* **Artigo**
··········

“O
Brasil está sob holofotes por causa da Copa do Mundo e das Olimpíadas. Quando
um evento desses ocorre num momento como esse, a
responsabilidade é ainda
maior”, afirmou Robert Solomon em entrevista ao site de VEJA. Solomon é
dirigente da National Fire Protection Association (NFPA, a associação
nacional de proteção a incêndios), uma organização não governamental. Fundada
em 1896, ela reúne seguradoras, corporações de bombeiros e indústrias que
sugerem a elaboração de regras para a prevenção de incêndios e mudanças na
legislação. Muitas dessas regras foram adotadas por dezenas de estados americanos
depois do episódio na boate The Station. ...
Leia
abaixo os principais trechos da entrevista, por telefone, ao site de VEJA.

··········

* **Linhas de dados**
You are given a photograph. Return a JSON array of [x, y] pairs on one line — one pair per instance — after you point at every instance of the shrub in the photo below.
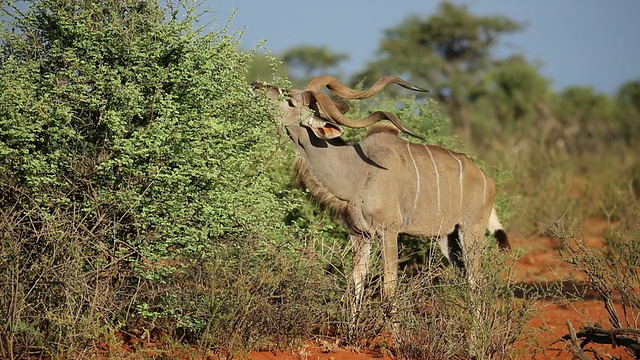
[[133, 167]]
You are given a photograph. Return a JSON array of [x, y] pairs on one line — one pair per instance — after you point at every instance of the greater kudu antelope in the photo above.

··········

Prossiga o artigo sobre prevenção de incêndios a partir da última frase apresentada. O material não é necessário para resolver a atividade.

O que pode ser feito para evitar situações como o incêndio da boate em
Santa Maria? Há muitas semelhanças chocantes entre as tragédias de Santa Maria e da
discoteca The Station, em Rhode Island. Nos dois casos, houve uso de pirotecnia
em um lugar inapropriado, instalação de material inflamável no teto, além da
inexistência de saída de incêndio adequadas e falta de sinalização de
emergência. Outro elemento que deve ser analisado é a superlotação. Em
Rhode Island, também havia excesso de público. Um aspecto chocante do incêndio
de Santa Maria é o fato de a boate só contar com uma saída. Os novos códigos de
incêndio americanos teriam exigido no mínimo três saídas para atender um
público desse tamanho (investigadores estimam que havia mais de 1.000 pessoas
na boate Kiss).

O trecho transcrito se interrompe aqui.